→ Reading passage:
* * * * * * * * *
Loyola University Chicago School of Law, JD 2021
On Monday March 24, the Drug Enforcement Agency (DEA) proposed amending the rules under the Controlled Substance Act to expand cannabis research in accordance with a 2016 policy statement. Among these changes includes directing the DEA to take title and physical possession of cannabis plants and increasing the number of entities permitted to manufacture cannabis for research.
Federally manufactured cannabis
Since 1968, a single facility overseen by researchers at the University of Mississippi (University) has continued to receive DEA approval to grow cannabis for research purposes via a contract with the National Institute on Drug Abuse (NIDA). In 1978, the Compassionate Investigational New Drug Program took effect allowing the University to distribute cannabis to a small, federally approved list of people in the United States for research purposes under the supervision of NIDA.
* * * * * * * * *
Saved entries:
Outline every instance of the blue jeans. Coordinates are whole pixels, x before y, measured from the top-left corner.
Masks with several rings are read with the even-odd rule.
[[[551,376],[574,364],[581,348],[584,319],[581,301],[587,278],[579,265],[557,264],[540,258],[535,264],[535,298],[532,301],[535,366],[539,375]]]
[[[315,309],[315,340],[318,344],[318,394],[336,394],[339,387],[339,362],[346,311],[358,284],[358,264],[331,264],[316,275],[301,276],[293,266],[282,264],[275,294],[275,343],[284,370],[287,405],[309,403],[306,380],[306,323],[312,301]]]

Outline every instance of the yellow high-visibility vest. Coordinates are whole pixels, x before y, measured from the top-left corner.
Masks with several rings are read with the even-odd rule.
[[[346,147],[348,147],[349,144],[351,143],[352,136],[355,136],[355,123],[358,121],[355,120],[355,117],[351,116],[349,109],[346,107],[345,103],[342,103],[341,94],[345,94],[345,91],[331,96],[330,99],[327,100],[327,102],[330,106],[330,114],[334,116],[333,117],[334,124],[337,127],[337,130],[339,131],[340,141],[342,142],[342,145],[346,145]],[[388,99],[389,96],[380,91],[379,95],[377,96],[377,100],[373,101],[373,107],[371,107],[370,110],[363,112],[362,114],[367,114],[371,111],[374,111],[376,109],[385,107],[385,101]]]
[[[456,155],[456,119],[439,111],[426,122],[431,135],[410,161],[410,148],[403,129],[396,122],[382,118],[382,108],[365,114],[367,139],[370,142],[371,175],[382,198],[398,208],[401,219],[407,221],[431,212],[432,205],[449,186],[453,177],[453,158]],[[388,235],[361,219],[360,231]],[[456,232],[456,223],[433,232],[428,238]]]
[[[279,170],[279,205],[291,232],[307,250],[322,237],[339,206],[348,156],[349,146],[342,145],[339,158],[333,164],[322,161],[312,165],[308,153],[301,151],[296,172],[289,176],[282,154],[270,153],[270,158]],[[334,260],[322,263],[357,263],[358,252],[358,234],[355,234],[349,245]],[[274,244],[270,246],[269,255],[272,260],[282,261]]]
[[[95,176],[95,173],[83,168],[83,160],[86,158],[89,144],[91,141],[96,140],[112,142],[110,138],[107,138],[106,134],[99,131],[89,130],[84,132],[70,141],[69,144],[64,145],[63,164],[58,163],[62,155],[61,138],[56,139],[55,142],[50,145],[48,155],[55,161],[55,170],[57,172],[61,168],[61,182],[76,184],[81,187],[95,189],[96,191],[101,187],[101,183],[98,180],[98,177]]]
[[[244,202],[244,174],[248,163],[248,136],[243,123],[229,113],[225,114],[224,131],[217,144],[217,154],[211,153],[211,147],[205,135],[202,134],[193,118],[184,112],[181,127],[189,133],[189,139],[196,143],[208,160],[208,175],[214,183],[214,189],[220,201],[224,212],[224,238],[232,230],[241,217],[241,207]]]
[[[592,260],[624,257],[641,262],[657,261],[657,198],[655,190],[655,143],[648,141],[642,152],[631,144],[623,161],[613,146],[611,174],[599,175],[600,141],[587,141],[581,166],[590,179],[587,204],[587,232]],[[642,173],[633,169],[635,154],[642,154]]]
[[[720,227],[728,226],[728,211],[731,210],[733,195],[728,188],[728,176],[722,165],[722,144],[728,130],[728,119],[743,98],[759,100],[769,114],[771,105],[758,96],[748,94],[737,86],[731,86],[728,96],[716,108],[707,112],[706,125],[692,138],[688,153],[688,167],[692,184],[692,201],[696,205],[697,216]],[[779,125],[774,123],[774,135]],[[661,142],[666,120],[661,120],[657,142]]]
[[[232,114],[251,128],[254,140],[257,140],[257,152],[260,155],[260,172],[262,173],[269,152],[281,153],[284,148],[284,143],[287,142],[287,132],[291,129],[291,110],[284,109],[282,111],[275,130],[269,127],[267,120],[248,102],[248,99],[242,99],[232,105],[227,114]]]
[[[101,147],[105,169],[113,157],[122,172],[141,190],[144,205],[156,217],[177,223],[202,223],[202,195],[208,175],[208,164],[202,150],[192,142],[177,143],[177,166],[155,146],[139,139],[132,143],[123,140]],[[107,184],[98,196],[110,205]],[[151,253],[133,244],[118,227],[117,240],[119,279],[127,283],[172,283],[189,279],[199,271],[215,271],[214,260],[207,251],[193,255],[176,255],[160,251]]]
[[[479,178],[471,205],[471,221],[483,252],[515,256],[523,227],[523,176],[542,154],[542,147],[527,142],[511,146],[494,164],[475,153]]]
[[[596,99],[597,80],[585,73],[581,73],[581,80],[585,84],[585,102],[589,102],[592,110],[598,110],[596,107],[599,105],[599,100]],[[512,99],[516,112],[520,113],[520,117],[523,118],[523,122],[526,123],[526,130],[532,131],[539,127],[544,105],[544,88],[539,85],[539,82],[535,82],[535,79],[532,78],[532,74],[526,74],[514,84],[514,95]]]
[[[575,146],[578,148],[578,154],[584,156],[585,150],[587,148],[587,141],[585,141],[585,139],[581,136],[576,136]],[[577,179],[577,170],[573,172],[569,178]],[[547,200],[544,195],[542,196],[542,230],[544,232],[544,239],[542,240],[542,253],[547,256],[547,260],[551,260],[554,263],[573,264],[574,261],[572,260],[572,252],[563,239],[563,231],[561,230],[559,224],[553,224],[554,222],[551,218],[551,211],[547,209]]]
* * * * * * * * *
→ About this exercise: Retype the part of the DEA cannabis research passage starting with "Loyola University Chicago" and going on through "cannabis for research.".

→ Problem solution:
Loyola University Chicago School of Law, JD 2021
On Monday March 24, the Drug Enforcement Agency (DEA) proposed amending the rules under the Controlled Substance Act to expand cannabis research in accordance with a 2016 policy statement. Among these changes includes directing the DEA to take title and physical possession of cannabis plants and increasing the number of entities permitted to manufacture cannabis for research.